[EXCERPTED PASSAGE]:
==============================
Let's start in the middle.
We offer three switching modules: Rack Switch, Switch +, and Switch X. The Rack Switch module is the heart of the system. There are two versions of the Rack Switch module, Rack Switch VGA and Rack Switch DIN. Before we discuss the differences, let's describe what they do.
The Rack Switch module controls a footswitch unit and makes the switching output of the individual switches in the footswitch unit available to other modules to "switch stuff" in those modules. Our switching is done using voltage changes. A voltage of +12V is an "on" switch and a voltage of 0V is "off". Actually, there is a range of voltages at each end that are "close enough". "On" might be more like 10 - 13V and off might be something under 3V, depending on the specs and exact performance of the CMOS switching chips we use. As you'll see in a bit, that range may be important to you under unusual circumstances.
All the Rack Switch does is provide about 12V to each switch in a footswitch unit. The switches in a footswitch unit each return a switching signal of 12V or 0V, denoting on or off. The Rack Switch routes those signals to jacks on its back panel for use by other modules. That's it. The two different Rack Switch versions do exactly the same thing, but just give you a choice between different footswitch units.
Footswitch units, which we just call "footswitches", are exactly what they look like - several individual stompswitches in an enclosure that you use to switch your effects modules. We have two types.
Our 3-Button Footswitch is an inexpensive third party footswitch that was designed primarily as a replacement for certain amp footswitches - you may see them sold elsewhere for that purpose. It has 3 individual stompswitches, with LEDs to indicate on/off for each switch. We modify these footswitches internally so they will work with our switching system design. They are reasonably well built. Since they are mass produced, they are relatively inexpensive. Some players use few effects, so they may not need many switches to control those effects. Those are the two reasons we offer this footswitch - lower cost and smaller and simpler functionality. They come with a permanently attached cable with an older DIN connector found mostly on amps. The Rack Switch DIN module is required to use these footswitches. You can attach from 1 to 4 of these footswitches to a single Rack Switch DIN module, for a max of 12 switches per Rack Switch DIN module. If you have a small effects setup, you can start with 1 or 2 and add others when you need them. Or since they are not expensive, you might keep a spare on hand for when one of the stompswitches eventually wears out and stops working.
==============================
[PROBLEM A]:
Set down the part of the passage on the switching modules starting with "Footswitch units, which" and going on through "have two types.".
[PROBLEM B]:
Summarize the passage on the switching modules in two sentences.

[DATASET]:
==============================
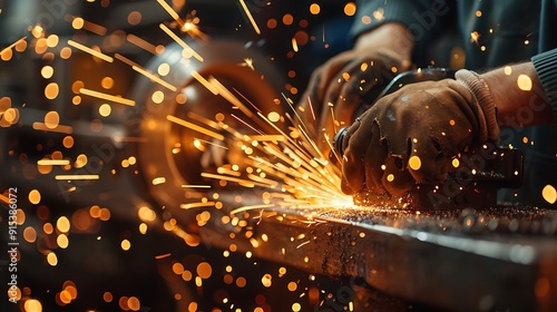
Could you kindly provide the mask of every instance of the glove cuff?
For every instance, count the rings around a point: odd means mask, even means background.
[[[482,116],[480,118],[480,134],[479,138],[481,142],[488,138],[497,140],[499,137],[499,125],[497,123],[497,108],[495,106],[494,98],[491,97],[491,91],[489,86],[479,77],[478,74],[467,69],[460,69],[455,74],[455,78],[458,81],[467,86],[472,95],[477,99],[477,105],[479,106],[479,113]],[[482,120],[481,120],[482,119]]]

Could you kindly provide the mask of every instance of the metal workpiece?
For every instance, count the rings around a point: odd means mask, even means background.
[[[449,311],[554,311],[557,213],[534,207],[243,212],[204,242]],[[250,233],[246,236],[246,233]],[[355,280],[354,280],[355,281]],[[354,303],[363,306],[365,303]]]

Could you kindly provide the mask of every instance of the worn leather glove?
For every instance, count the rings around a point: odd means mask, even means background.
[[[332,58],[312,74],[297,106],[302,128],[326,155],[328,140],[354,120],[362,101],[375,100],[387,84],[409,67],[409,61],[387,49],[370,53],[350,50]]]
[[[491,95],[475,72],[407,85],[348,129],[342,191],[402,196],[416,183],[441,183],[452,157],[498,134]]]

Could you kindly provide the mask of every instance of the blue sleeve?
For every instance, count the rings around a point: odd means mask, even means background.
[[[370,31],[385,22],[399,22],[414,38],[413,59],[424,59],[428,46],[443,29],[444,20],[455,10],[444,0],[360,0],[351,37]]]
[[[534,56],[531,62],[549,98],[554,110],[554,120],[557,123],[557,49]]]

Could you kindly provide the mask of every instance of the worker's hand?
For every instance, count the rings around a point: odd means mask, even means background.
[[[412,49],[405,26],[385,22],[360,35],[352,50],[313,72],[297,106],[301,120],[295,121],[303,124],[323,155],[329,152],[325,134],[330,142],[335,130],[354,121],[362,100],[375,99],[397,74],[410,69]]]
[[[408,61],[387,49],[349,50],[319,67],[300,99],[297,114],[320,150],[328,150],[325,134],[331,140],[340,127],[352,124],[361,104],[374,100],[408,68]]]
[[[499,127],[487,85],[459,70],[457,79],[417,82],[381,98],[348,130],[342,191],[402,196],[414,183],[447,177],[451,158]]]

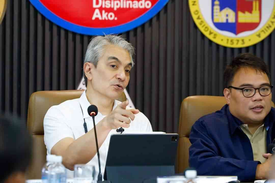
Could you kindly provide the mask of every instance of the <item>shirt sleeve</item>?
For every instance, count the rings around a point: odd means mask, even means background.
[[[64,114],[56,106],[51,107],[44,117],[44,141],[48,154],[61,140],[69,137],[74,138],[71,128],[66,122]]]
[[[255,179],[260,162],[222,157],[203,120],[192,126],[189,136],[189,165],[199,175],[237,176],[241,181]]]

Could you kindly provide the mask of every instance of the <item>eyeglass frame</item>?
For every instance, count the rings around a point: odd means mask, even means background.
[[[271,89],[270,89],[270,92],[269,93],[269,94],[268,94],[268,95],[262,95],[261,94],[261,92],[260,91],[260,89],[263,87],[264,87],[265,86],[270,86],[270,88]],[[230,88],[232,88],[236,90],[241,90],[242,92],[243,92],[243,96],[244,97],[246,97],[246,98],[249,98],[251,97],[253,97],[253,96],[254,96],[254,95],[255,95],[255,94],[256,93],[256,90],[257,90],[257,89],[258,89],[258,90],[259,91],[259,94],[260,94],[261,96],[262,96],[263,97],[268,96],[270,95],[270,94],[271,93],[271,92],[272,91],[272,88],[273,88],[273,85],[265,85],[264,86],[261,86],[260,88],[254,88],[254,87],[252,87],[252,86],[247,86],[247,87],[244,87],[243,88],[237,88],[237,87],[234,87],[234,86],[228,86],[228,87],[227,87],[227,88],[229,89]],[[244,96],[244,94],[243,93],[243,89],[244,89],[245,88],[254,88],[254,89],[255,90],[255,91],[254,91],[254,94],[253,94],[252,96],[251,97],[246,97],[245,96]]]

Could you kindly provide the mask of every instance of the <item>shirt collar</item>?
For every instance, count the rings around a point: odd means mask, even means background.
[[[224,106],[222,110],[226,111],[226,115],[228,118],[230,133],[232,135],[235,132],[236,129],[239,128],[240,125],[243,124],[243,123],[232,115],[229,110],[229,106],[227,104]],[[275,112],[274,111],[274,108],[271,107],[271,110],[264,119],[263,124],[264,126],[266,126],[267,131],[268,130],[271,124],[275,120]]]
[[[87,117],[90,117],[90,116],[88,114],[87,111],[88,108],[91,105],[90,102],[88,101],[88,99],[87,98],[87,97],[86,95],[86,90],[84,90],[80,96],[80,97],[79,98],[79,103],[83,112],[83,118],[84,119]],[[113,110],[118,104],[118,101],[115,100],[114,102],[114,106],[113,106],[112,110]],[[101,113],[99,112],[98,112],[98,114],[100,115],[102,115]]]

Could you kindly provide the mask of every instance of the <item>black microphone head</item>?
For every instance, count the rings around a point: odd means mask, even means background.
[[[271,143],[267,147],[267,153],[275,154],[275,144]]]
[[[92,116],[93,114],[95,116],[97,116],[98,112],[97,107],[94,105],[91,105],[88,108],[88,113],[90,116]]]

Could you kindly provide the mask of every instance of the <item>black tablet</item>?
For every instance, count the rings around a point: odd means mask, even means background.
[[[140,183],[174,174],[178,139],[177,134],[112,135],[104,179]]]

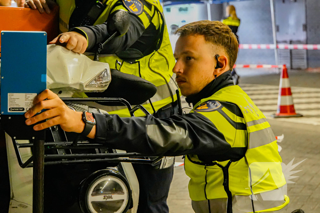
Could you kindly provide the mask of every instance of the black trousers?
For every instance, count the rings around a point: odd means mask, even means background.
[[[178,104],[175,101],[159,109],[154,116],[164,118],[177,114]],[[162,169],[148,164],[132,165],[140,188],[137,213],[169,213],[167,198],[173,175],[173,164]]]
[[[150,165],[132,164],[140,192],[137,213],[169,213],[167,198],[173,174],[173,165],[162,169]]]

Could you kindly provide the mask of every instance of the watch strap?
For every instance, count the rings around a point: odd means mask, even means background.
[[[84,123],[84,128],[83,129],[83,131],[81,133],[81,135],[86,136],[89,134],[95,125],[93,124],[88,123],[86,120],[84,118],[86,116],[85,113],[86,112],[86,111],[84,111],[83,114],[82,120]]]

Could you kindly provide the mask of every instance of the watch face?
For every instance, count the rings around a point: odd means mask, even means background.
[[[86,112],[85,118],[87,122],[91,123],[92,124],[96,124],[96,121],[94,119],[94,118],[93,118],[93,116],[92,115],[92,113]]]

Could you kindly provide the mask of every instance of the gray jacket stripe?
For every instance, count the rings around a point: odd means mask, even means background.
[[[188,131],[174,124],[170,126],[165,126],[163,124],[146,126],[147,134],[153,142],[157,144],[159,150],[161,150],[160,152],[166,150],[174,152],[194,148]],[[164,135],[166,137],[164,137]]]
[[[253,126],[257,124],[260,124],[267,121],[267,119],[264,118],[263,118],[259,120],[255,120],[252,121],[249,121],[246,123],[247,126],[249,127],[251,126]]]
[[[276,140],[276,137],[271,127],[249,133],[248,149],[252,149],[268,144]],[[253,142],[254,141],[254,142]]]

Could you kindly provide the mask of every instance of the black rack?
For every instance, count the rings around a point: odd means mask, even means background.
[[[118,103],[127,107],[131,116],[134,116],[134,112],[139,109],[146,115],[150,114],[150,113],[142,106],[137,105],[132,108],[128,102],[122,98],[62,98],[61,99],[65,102],[94,102]],[[11,118],[9,118],[9,119],[10,119]],[[23,130],[20,129],[19,131],[23,132]],[[79,137],[76,138],[72,141],[60,141],[45,142],[44,140],[37,140],[36,139],[35,140],[30,140],[32,142],[29,143],[19,143],[17,141],[16,137],[13,137],[11,135],[10,136],[12,138],[13,147],[20,166],[24,168],[33,167],[33,213],[43,212],[45,165],[67,164],[97,162],[115,163],[125,162],[148,164],[154,165],[163,157],[161,156],[150,156],[149,155],[132,153],[44,155],[45,147],[46,148],[46,149],[56,149],[63,150],[102,149],[108,148],[102,144],[91,143],[87,141],[79,141]],[[33,148],[33,155],[25,162],[24,162],[20,149],[28,148]],[[156,157],[151,159],[148,157]]]

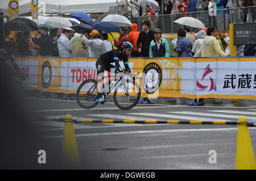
==============================
[WRITTEN ANSWER A]:
Footswitch units, which we just call "footswitches", are exactly what they look like - several individual stompswitches in an enclosure that you use to switch your effects modules. We have two types.

[WRITTEN ANSWER B]:
The Rack Switch module, offered in VGA and DIN versions that do the same thing but accept different footswitch units, supplies about 12V to each switch in a footswitch unit and routes the returned 12V (on) or 0V (off) signals to back-panel jacks for other modules. The 3-Button Footswitch is an inexpensive, internally modified third-party unit with three stompswitches, LEDs and an attached DIN cable, and from one to four of them can connect to a single Rack Switch DIN module.